* Given text
•••••

Hidden History: The U.S. ‘War on Corruption’ in Brazil
The story of how an overlooked Bush-era foreign policy edict led to Brazil's coup of 2016 and its consolidation in the conviction of former President Lula.“US involvement in Lava Jato is not relevant,” argued a Brazilian commentator recently, recognising its self-evidence. This is a familiar sight; the great taboo of empire is breaking the fourth wall, winking to camera, and acknowledging its existence.
Like its market forces alibi, US imperialism is considered elementary, as natural as the breeze, unnecessary background detail that we simply don’t need to question or talk about. This denial of empire is central to its persistence, and the accusation of “blaming the Yanqui for everything” is the dusty rhetorical device used by both US pundits and the comprador class across Latin America, to shut down any rational criticism of a status quo which has historically protected their privileges.
In recent years commentators have even tried to deny the extensively documented US role in Brazil’s Military Coup of 1964, or point to Dilma Rousseff’s own diplomatic remark that “we have enough coup plotters of our own”.
Despite public ignorance and its root in the media blind spot on this matter, US involvement in Brazil’s Anti-Corruption Operation Lava Jato, which has already resulted in $3bn payout to North American investors, is not some fringe theory, as some like to pretend – US Acting Attorney General Kenneth Blanco has publicly boasted about it himself:
“It is hard to imagine a better cooperative relationship in recent history than that of the United States Department of Justice and the Brazilian prosecutors. We have cooperated and substantially assisted one another on a number of public matters that have now been resolved, and are continuing to do so on a number of ongoing investigations.
The cooperation between the Department and Brazil has led to extraordinary results. In just the last year alone, for example, the Criminal Division’s Fraud Section and the Brazilian Lava Jato task force have cooperated and coordinated resolutions in four FCPA cases: Embraer, Rolls Royce, Braskem, and Odebrecht. Odebrecht is particularly noteworthy due to its breadth and scope.
Indeed, just this past week, the prosecutors in Brazil won a guilty verdict against former President Lula da Silva, who was charged with receiving bribes from the engineering firm OAS in return for his help in winning contracts with the state oil company Petrobras. It is cases like this that put Brazil at the forefront of countries that are working to fight corruption, both at home and abroad.”
With the fall of its allied Washington consensus governments to the so called pink tide at the turn of the century, US primacy in the region was genuinely threatened for the first time in generations. Many lauded this as Bush Jr’s failure, and the United States “losing” the region permanently, as if assuming there would or could be no response. In answer to these defeats, parallel to the War on Terror in the Middle East and War on Drugs already present in the region, a new front, a “War on Corruption” opened up across the continent, becoming part of official foreign policy in 2002, just prior to Luiz Inácio Lula da Silva taking the Brazilian Presidency at his fourth attempt. Around the same time, a new rebranded hemispheric agency would replace notorious “exporter of torture” the School of Americas with expanded scope, and was tasked with bringing the continent to heel via its own police forces and militaries.

•••••

* Problem to solve
Continue the article on the U.S. "War on Corruption" in Brazil, picking up after its last paragraph.

•••••

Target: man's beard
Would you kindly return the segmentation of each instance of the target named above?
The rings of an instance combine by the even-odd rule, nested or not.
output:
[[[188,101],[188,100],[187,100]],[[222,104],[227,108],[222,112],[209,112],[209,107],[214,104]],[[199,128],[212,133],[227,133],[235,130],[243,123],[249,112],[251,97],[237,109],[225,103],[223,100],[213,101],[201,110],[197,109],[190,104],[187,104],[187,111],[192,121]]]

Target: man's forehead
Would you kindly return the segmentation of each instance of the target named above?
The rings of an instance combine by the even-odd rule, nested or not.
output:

•••••

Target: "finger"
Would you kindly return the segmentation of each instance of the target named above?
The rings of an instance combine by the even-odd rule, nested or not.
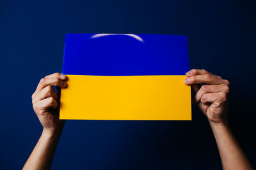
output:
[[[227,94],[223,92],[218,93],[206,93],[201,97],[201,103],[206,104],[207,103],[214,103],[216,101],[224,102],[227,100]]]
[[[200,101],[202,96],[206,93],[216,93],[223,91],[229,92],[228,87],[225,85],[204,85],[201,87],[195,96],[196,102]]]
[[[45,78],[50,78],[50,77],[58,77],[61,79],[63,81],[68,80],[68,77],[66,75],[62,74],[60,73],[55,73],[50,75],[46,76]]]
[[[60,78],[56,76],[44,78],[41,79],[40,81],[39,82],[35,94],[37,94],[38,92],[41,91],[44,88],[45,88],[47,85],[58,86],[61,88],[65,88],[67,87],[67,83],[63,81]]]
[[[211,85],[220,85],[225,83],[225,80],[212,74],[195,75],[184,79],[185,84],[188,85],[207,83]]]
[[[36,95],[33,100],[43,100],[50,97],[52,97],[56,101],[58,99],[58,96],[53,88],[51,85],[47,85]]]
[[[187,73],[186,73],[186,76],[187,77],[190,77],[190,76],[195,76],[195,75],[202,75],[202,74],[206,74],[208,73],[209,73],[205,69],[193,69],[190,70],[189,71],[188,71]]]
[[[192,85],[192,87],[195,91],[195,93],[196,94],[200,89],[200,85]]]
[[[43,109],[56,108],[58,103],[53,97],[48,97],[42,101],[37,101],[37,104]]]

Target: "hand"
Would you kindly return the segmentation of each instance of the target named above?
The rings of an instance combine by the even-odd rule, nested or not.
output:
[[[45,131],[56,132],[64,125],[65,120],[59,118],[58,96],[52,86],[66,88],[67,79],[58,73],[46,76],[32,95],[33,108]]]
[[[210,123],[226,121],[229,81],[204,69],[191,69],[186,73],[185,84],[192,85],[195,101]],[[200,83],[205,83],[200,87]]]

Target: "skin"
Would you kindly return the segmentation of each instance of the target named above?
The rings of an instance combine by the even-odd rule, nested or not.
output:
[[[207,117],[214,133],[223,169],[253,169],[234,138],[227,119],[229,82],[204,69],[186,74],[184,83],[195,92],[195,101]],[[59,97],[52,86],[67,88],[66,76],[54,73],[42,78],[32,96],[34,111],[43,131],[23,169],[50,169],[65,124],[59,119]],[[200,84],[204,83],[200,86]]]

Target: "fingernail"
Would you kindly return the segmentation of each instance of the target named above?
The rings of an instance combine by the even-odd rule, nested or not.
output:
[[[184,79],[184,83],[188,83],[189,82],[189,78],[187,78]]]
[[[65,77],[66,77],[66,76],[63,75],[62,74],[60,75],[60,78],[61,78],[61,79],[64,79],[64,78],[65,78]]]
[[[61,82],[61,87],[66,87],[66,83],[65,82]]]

•••••

* Final result
Then in Government, Cuban-born cold warrior and Office of Public Diplomacy propagandist Otto Reich, with characteristic hubris, took credit for encouraging the new focus on corruption in Latin America, describing it in military terms as a “target rich environment”. It was embraced in Washington as a new method to force political-economic realignment and “win back” the continent, especially having seen David Rockefeller’s baby the Free Trade Area of the Americas (FTAA) brought down by an alliance of Argentina’s Nestor Kirchner, Venezuela’s Hugo Chavez, Bolivia’s Evo Morales and Brazil’s Lula at the Mar del Plata conference in 2005. This was an escalation, and the US Government was, according to cables, fearful that the regional trade bloc, Mercosur, and its parallel military institution, Unasur, would be consolidated.
Lava Jato’s inquisitor judge Sérgio Moro’s first recorded visit to the United States was in 1998, on an exchange programme with Harvard University, to study anti money laundering practices in Brazil’s domineering hemispheric neighbour. That year the US stood accused of multi-faceted interference in Brazil, to guarantee the re-election of its favoured candidate, the pro-market former dependency theorist, Fernando Henrique Cardoso. Currency crash, IMF bailout followed, and cut-price privatisations continued.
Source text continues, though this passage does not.